Object pointing data rows:

______

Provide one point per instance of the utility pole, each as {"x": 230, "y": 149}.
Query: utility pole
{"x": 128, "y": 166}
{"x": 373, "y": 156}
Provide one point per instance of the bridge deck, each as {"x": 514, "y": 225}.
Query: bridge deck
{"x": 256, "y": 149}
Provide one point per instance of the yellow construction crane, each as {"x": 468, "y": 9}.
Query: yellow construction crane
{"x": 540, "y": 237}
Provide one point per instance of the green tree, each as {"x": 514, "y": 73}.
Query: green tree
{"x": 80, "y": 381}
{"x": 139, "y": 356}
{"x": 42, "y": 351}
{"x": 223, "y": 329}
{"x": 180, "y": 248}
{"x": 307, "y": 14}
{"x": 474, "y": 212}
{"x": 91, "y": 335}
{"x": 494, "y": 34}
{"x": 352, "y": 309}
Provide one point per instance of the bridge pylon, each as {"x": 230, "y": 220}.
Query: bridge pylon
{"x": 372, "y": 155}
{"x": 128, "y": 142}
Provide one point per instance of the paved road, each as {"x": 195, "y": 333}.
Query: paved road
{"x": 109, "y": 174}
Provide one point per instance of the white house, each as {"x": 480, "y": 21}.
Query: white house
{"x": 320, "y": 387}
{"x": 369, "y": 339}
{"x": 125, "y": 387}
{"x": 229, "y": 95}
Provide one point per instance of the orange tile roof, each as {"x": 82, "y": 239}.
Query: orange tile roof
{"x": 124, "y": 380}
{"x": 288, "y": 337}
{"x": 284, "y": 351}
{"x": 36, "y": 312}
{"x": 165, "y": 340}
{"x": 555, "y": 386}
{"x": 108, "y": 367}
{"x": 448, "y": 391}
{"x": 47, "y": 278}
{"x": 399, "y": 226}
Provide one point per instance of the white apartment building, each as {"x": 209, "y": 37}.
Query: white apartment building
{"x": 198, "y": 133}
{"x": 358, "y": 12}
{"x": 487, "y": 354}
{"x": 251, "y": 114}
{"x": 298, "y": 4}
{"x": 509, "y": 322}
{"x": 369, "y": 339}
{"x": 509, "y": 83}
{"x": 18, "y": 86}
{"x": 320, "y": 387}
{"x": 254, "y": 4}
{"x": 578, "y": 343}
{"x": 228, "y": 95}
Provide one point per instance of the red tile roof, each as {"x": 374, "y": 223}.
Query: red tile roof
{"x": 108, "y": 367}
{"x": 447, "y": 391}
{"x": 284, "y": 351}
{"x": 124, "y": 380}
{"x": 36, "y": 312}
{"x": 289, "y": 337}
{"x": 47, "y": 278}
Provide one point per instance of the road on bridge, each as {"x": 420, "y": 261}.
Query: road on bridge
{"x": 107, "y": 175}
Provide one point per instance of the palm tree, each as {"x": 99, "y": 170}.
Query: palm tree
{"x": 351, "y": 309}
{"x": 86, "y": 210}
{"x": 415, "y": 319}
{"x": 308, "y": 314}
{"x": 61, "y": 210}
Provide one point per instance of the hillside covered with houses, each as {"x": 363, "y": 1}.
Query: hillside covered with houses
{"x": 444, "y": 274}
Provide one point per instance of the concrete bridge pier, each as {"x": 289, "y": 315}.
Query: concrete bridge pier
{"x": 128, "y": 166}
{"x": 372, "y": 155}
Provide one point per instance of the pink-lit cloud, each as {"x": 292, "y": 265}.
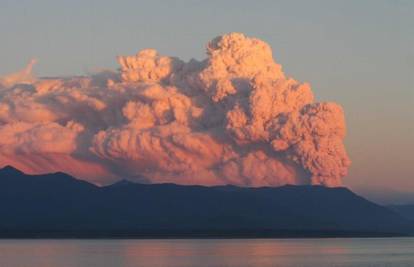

______

Given request: Gather every line of the data above that contains the word "construction". Case matters, so uppercase and lowercase letters count as different.

Expected output:
Provide one point per instance of the yellow construction crane, each as {"x": 468, "y": 9}.
Query: yellow construction crane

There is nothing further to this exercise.